Living in the Present Moment

St. Jane and St. Francis de Sales

Both Jane de Chantal and Francis de Sales firmly believed and taught that holiness was cultivated by striving to live in the present moment This means not only should we abandon ourselves to God’s will but also we should give up our natural tendency to worry needlessly about the past and the future. It  means that we should not worry about how much time we have to serve God, but to serve him well at each moment.

Living in the present moment means living each moment as an offering to God, accepting what he sends at the time, and lovingly meeting him in every event, person and situation that comes our way. As Francis said and Jane constantly preached by word and example: “At every event we should exclaim, Dominus est! It is the Lord; and we should feel each circumstance of our life as a special gift from him.”

Reflection questions:

  1. How can we put this ideal of living in the present moment into practice?
  2. What are some of the benefits of living in the present moment?
  3. What can we learn about ourselves when we strive to live in the present moment?



Oh, that today you would listen to his voice. (Psalm 95:7)

He said to them, why are you afraid? Have you no faith? (Mark 4:40)

☆ ☆ ☆ ☆ ☆ ☆ ☆

◆ Complete the following ◆
A: From the records, set down word for word the lines from the one containing "If any whipped" through the one containing "xmin=355 ymin=27 xmax=606 ymax=206", both included.
B: Carry the reflection on living in the present moment forward from its last line.

☆ ☆ ☆ ☆ ☆ ☆ ☆

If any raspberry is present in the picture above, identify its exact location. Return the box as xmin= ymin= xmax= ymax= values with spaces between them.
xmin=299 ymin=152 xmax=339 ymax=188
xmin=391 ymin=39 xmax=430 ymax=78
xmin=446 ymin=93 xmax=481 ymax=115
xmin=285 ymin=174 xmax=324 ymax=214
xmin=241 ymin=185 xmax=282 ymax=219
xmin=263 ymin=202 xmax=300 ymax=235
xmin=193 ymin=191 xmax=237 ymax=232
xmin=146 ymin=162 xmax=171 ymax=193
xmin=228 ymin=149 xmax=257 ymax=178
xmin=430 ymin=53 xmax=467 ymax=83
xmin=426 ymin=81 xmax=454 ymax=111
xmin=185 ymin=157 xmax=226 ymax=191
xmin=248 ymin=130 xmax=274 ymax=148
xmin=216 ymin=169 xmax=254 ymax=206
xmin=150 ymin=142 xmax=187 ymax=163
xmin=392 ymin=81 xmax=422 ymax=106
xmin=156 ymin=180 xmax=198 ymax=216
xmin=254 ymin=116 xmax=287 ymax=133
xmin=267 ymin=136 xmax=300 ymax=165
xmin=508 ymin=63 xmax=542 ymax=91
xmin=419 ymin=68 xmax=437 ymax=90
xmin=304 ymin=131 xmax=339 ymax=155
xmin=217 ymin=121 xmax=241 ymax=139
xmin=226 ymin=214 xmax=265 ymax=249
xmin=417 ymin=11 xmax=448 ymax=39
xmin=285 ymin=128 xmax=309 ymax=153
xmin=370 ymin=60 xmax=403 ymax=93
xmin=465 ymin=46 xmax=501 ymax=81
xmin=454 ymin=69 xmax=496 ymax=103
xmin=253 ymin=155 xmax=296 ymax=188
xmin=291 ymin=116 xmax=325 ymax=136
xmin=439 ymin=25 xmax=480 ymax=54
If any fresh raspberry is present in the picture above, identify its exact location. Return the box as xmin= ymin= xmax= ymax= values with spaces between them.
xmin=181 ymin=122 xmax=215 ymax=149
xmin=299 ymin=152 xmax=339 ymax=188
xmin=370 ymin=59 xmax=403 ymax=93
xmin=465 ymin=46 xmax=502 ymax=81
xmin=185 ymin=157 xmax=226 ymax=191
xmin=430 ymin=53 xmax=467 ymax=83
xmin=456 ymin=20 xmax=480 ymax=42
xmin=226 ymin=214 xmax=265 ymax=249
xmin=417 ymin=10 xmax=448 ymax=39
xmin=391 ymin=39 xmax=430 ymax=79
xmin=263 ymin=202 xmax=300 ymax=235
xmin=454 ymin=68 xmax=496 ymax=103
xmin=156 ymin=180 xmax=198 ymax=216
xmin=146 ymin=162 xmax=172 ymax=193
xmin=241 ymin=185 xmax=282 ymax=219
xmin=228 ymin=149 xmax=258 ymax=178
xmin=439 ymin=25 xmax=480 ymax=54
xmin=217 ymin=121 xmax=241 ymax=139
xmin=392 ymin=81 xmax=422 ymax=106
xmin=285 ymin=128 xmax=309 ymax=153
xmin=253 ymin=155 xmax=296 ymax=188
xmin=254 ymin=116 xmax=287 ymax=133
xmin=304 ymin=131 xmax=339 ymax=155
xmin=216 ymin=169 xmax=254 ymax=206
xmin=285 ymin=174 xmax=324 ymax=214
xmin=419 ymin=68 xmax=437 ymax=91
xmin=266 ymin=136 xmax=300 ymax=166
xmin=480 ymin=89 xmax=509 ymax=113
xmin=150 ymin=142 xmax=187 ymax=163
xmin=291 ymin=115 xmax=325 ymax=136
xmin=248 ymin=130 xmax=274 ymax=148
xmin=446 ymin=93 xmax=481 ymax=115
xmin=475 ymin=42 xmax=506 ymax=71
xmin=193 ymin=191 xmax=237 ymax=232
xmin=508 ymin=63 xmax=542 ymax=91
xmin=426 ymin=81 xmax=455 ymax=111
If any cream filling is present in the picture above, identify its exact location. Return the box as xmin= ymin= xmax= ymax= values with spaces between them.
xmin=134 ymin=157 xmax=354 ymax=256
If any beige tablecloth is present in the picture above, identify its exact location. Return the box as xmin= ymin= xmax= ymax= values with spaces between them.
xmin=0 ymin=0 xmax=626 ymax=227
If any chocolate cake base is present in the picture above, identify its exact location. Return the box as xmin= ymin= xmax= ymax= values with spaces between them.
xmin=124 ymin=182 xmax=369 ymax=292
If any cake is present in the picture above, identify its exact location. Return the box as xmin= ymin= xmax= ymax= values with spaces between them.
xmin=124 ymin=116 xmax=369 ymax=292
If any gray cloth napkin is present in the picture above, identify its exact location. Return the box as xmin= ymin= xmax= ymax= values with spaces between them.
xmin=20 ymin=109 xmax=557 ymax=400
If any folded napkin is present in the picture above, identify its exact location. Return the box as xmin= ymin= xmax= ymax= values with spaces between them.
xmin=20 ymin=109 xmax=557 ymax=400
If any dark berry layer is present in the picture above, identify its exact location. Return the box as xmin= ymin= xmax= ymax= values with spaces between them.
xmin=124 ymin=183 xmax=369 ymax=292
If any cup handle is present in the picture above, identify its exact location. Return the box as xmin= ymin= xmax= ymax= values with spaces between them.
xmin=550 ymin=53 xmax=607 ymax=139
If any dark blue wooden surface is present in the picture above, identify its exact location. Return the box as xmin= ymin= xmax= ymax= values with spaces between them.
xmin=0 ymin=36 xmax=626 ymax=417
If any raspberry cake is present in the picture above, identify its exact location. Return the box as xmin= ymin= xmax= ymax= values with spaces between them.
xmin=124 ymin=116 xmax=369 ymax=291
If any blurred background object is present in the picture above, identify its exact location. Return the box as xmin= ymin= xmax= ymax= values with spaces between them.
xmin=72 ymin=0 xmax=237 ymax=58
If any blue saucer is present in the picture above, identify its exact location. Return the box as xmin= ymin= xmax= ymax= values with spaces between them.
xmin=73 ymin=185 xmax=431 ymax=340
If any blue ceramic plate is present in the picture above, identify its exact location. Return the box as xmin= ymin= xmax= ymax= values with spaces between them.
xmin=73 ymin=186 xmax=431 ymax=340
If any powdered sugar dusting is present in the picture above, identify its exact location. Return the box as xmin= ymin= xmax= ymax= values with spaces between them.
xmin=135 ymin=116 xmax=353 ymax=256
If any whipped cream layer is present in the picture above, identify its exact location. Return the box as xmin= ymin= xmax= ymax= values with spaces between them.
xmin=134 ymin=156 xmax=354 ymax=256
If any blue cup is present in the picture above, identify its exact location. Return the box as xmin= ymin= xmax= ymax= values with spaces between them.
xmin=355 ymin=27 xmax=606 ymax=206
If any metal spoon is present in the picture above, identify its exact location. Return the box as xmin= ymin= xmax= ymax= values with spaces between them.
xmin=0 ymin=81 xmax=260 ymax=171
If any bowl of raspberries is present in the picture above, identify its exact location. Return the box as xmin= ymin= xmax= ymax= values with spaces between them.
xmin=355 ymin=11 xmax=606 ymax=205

☆ ☆ ☆ ☆ ☆ ☆ ☆

◆ The replies ◆
A:
If any whipped cream layer is present in the picture above, identify its exact location. Return the box as xmin= ymin= xmax= ymax= values with spaces between them.
xmin=134 ymin=156 xmax=354 ymax=256
If any blue cup is present in the picture above, identify its exact location. Return the box as xmin= ymin= xmax= ymax= values with spaces between them.
xmin=355 ymin=27 xmax=606 ymax=206

B:
When Jesus came to the place, he looked up and said to him, “Hurry and come down for I must stay at your house today.” (Luke 19:5)

See, now is the acceptable time; see, now is the day of salvation! (2 Corinthians 6:2)

Jane’s Words

We must live in the present moment without forecast and care for ourselves.

We cannot always offer God great things, but at each moment we can offer him little things with great love.

Believe me, if in all simplicity you receive whatever is presented to you in food, clothing or other things, embracing all the contradictions that come your way, they will be as profitable, more profitable than the austerities you desire to practice.

Look to God, forget self and all else to please him.

Joy-Filled Devotion

Mary ministers to Elizabeth

While devotion to God was always Jane’s and Francis’ primary goal, they also recognized the necessity of working in the real world with real and fallible people. Therefore, they continually advised that devotion to God should look pleasant and appealing to others. They had little patience with a harsh asceticism that only served to put people off.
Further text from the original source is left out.